---------- Text provided

Role of Heteroatoms in Stabilizing High-Energy Nitrogen Molecules

43798-B6
Role of Heteroatoms in Stabilizing High-Energy Nitrogen Molecules

Douglas Strout, Alabama State University

Carbon atoms have been investigated as stabilizing heteroatoms in nitrogen cages. The primary objects of studied were N6C6H6 and N8C8H8, which are carbon-substituted forms of previously-studied N12 and N16 cages. Hydrogen atoms were incorporated to satisfy the fourth valence of the carbon. Various isomers of these carbon-nitrogen cages were examined by theoretical calculations to determine their thermodynamic and kinetic stability.

Isomers have been compared one to another to determine the most stable isomeric forms. The chief design principle of stable cages is the maximization of the number of carbon-nitrogen bonds. Since the cages studied incorporate pentagons, full alternation of carbon and nitrogen atoms is impossible. Rearranging the structure to all full alternation actually destabilizes, so heteronuclear bonds are not the only stability consideration. Ring strain in the cage polygons also plays a significant role.

Kinetic stability was tested through the calculation of bond-breaking energies in the cage structures. The nitrogen-nitrogen bonds were shown to be the weakest, which is not surprising because of the low bond enthalpy of N-N bonds. However, the nitrogen-nitrogen bond strengths were also shown to be strongly influenced by environmental factors. A nitrogen-nitrogen bond in a cage will be much stronger if the N-N bond is surrounded by carbon atoms.

--------------------

Given instruction A
Copy the stretch of the nitrogen-cage abstract from "Isomers have been" through "a significant role.".
Given instruction B
According to the nitrogen-cage abstract, what is the chief design principle of stable cages?
The records were drawn from a separate source.

---------- Dataset rows

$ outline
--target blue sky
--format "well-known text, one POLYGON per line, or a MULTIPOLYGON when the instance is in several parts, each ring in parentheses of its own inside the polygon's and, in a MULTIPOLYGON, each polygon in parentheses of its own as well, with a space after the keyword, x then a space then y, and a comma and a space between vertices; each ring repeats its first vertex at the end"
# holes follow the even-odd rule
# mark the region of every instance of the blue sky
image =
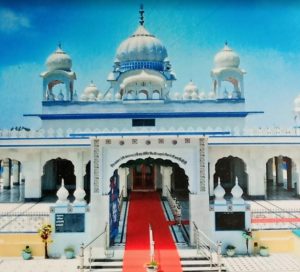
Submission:
MULTIPOLYGON (((138 26, 141 1, 0 0, 0 127, 38 127, 46 58, 59 42, 73 59, 80 94, 93 80, 106 90, 118 45, 138 26)), ((166 46, 177 75, 173 92, 192 79, 211 89, 214 55, 228 41, 241 58, 254 126, 293 126, 300 94, 297 1, 143 1, 145 26, 166 46)))

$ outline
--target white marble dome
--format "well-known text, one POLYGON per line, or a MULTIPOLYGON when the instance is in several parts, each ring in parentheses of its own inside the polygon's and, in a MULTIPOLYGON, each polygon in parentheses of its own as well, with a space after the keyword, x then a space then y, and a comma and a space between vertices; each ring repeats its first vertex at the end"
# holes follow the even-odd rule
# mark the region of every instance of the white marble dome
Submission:
POLYGON ((198 87, 192 80, 184 87, 184 93, 188 95, 198 94, 198 87))
POLYGON ((215 68, 238 68, 240 65, 240 57, 227 44, 215 55, 215 68))
POLYGON ((164 61, 167 50, 159 39, 140 25, 135 33, 117 49, 116 59, 125 61, 164 61))
POLYGON ((297 111, 300 110, 300 95, 298 95, 294 100, 294 106, 297 111))
POLYGON ((90 97, 91 95, 94 95, 95 97, 98 96, 99 94, 99 90, 97 88, 97 86, 91 82, 85 89, 83 92, 87 97, 90 97))
POLYGON ((71 71, 72 59, 59 46, 46 60, 46 66, 49 71, 64 70, 71 71))

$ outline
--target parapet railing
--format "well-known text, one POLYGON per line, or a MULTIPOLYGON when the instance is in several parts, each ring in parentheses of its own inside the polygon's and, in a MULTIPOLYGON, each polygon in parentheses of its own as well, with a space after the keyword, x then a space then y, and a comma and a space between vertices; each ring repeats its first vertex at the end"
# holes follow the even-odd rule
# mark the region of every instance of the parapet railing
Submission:
POLYGON ((168 186, 167 188, 167 200, 170 205, 172 214, 174 216, 174 220, 176 224, 181 225, 181 218, 182 218, 182 213, 181 213, 181 205, 180 202, 176 199, 176 197, 173 197, 171 194, 171 191, 168 186))
MULTIPOLYGON (((151 131, 150 129, 144 129, 145 131, 151 131)), ((212 131, 228 131, 230 135, 240 136, 299 136, 300 128, 245 128, 240 129, 238 127, 197 127, 194 128, 194 131, 197 132, 212 132, 212 131)), ((39 129, 39 130, 19 130, 19 129, 2 129, 0 130, 0 139, 1 138, 60 138, 60 137, 69 137, 72 133, 82 133, 82 132, 101 132, 103 128, 87 128, 85 130, 73 130, 71 128, 49 128, 49 129, 39 129)), ((107 132, 124 132, 118 128, 109 129, 106 128, 107 132)), ((135 129, 128 130, 136 131, 135 129)), ((174 128, 158 127, 157 131, 161 132, 170 132, 174 131, 174 128)), ((182 129, 182 131, 190 131, 188 129, 182 129)))
POLYGON ((280 207, 251 209, 252 230, 298 229, 300 228, 300 209, 280 207))
POLYGON ((222 270, 222 251, 221 242, 215 243, 208 238, 204 232, 198 229, 193 222, 194 242, 196 244, 197 254, 206 258, 210 262, 210 268, 216 267, 218 272, 222 270))
POLYGON ((45 212, 1 212, 0 233, 36 233, 50 214, 45 212))
MULTIPOLYGON (((79 271, 80 272, 84 272, 84 269, 85 269, 85 266, 84 266, 84 257, 85 257, 85 251, 89 250, 89 258, 88 258, 88 261, 89 261, 89 267, 90 267, 90 271, 91 271, 91 263, 92 263, 92 244, 95 243, 100 237, 103 237, 103 235, 105 235, 105 242, 104 242, 104 254, 106 255, 107 252, 108 252, 108 247, 109 247, 109 235, 108 235, 108 224, 105 223, 105 228, 104 230, 99 234, 97 235, 93 240, 91 240, 88 244, 84 244, 82 243, 81 246, 80 246, 80 254, 79 254, 79 260, 80 260, 80 263, 79 263, 79 271)), ((111 256, 109 256, 111 257, 111 256)))

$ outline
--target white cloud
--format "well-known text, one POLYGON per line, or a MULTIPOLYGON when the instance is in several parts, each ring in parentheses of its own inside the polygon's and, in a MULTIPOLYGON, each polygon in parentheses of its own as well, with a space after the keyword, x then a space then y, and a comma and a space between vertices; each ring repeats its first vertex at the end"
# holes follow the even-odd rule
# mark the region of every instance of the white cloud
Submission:
POLYGON ((1 32, 16 32, 22 28, 30 28, 30 20, 22 14, 7 9, 0 8, 0 31, 1 32))

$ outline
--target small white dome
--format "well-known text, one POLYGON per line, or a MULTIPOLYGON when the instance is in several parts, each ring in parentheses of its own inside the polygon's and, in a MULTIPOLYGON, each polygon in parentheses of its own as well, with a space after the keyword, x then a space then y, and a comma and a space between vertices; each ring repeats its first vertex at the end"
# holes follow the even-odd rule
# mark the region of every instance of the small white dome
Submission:
POLYGON ((121 97, 122 97, 122 96, 121 96, 121 94, 120 94, 120 93, 116 93, 116 94, 115 94, 115 98, 116 98, 117 100, 120 100, 120 99, 121 99, 121 97))
POLYGON ((238 68, 240 57, 225 44, 224 48, 215 55, 214 64, 215 68, 238 68))
POLYGON ((60 90, 58 96, 57 96, 58 101, 63 101, 64 100, 64 94, 62 93, 62 90, 60 90))
POLYGON ((300 95, 298 95, 294 100, 295 108, 300 108, 300 95))
POLYGON ((87 96, 86 96, 85 94, 82 94, 82 95, 80 96, 80 100, 82 100, 82 101, 87 101, 88 98, 87 98, 87 96))
POLYGON ((161 41, 140 25, 135 33, 123 41, 117 49, 117 60, 164 61, 168 56, 161 41))
POLYGON ((196 84, 191 80, 185 87, 184 87, 184 92, 192 95, 192 93, 197 93, 198 94, 198 87, 196 84))
POLYGON ((204 92, 204 91, 201 91, 201 92, 199 93, 199 99, 205 99, 205 97, 206 97, 205 92, 204 92))
POLYGON ((180 94, 179 92, 176 92, 176 93, 174 94, 174 98, 175 98, 176 100, 180 100, 180 99, 182 98, 182 96, 181 96, 181 94, 180 94))
POLYGON ((97 100, 98 101, 103 100, 103 93, 101 92, 98 93, 97 100))
POLYGON ((99 90, 93 81, 84 89, 83 93, 90 98, 91 95, 94 97, 98 96, 99 90))
POLYGON ((93 93, 91 93, 91 94, 88 96, 88 98, 89 98, 89 101, 96 101, 96 96, 95 96, 95 94, 93 94, 93 93))
POLYGON ((111 100, 112 99, 112 94, 111 94, 111 92, 109 92, 106 96, 105 96, 105 99, 106 100, 111 100))
POLYGON ((71 71, 72 59, 60 47, 56 49, 46 60, 46 66, 49 71, 64 70, 71 71))
POLYGON ((214 91, 211 91, 211 92, 209 92, 209 94, 207 95, 207 97, 209 99, 215 99, 216 95, 215 95, 214 91))
POLYGON ((183 99, 184 100, 189 100, 189 99, 191 99, 191 96, 188 93, 184 93, 183 94, 183 99))
POLYGON ((198 93, 193 92, 193 93, 192 93, 192 99, 193 99, 193 100, 199 99, 198 93))

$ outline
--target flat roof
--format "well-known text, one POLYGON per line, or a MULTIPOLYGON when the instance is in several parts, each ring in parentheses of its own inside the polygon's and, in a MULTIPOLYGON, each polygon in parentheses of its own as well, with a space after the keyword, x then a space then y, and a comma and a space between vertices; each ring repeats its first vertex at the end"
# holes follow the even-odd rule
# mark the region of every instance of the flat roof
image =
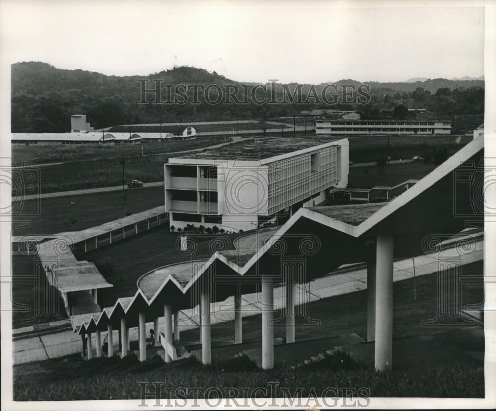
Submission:
POLYGON ((308 209, 335 220, 357 226, 382 208, 387 203, 367 203, 309 207, 308 209))
MULTIPOLYGON (((288 135, 292 132, 288 131, 288 135)), ((323 146, 345 139, 340 137, 255 137, 235 144, 185 154, 181 159, 256 160, 271 158, 294 151, 323 146)), ((178 158, 179 158, 178 157, 178 158)), ((170 159, 170 161, 171 159, 170 159)))

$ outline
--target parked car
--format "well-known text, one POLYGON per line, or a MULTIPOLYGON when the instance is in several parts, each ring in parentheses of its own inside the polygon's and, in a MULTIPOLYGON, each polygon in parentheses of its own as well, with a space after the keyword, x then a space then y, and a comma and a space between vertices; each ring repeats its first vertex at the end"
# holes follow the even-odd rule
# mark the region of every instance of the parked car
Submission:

--------------------

Task solution A
Isomers have been compared one to another to determine the most stable isomeric forms. The chief design principle of stable cages is the maximization of the number of carbon-nitrogen bonds. Since the cages studied incorporate pentagons, full alternation of carbon and nitrogen atoms is impossible. Rearranging the structure to all full alternation actually destabilizes, so heteronuclear bonds are not the only stability consideration. Ring strain in the cage polygons also plays a significant role.

Task solution B
The maximization of the number of carbon-nitrogen bonds.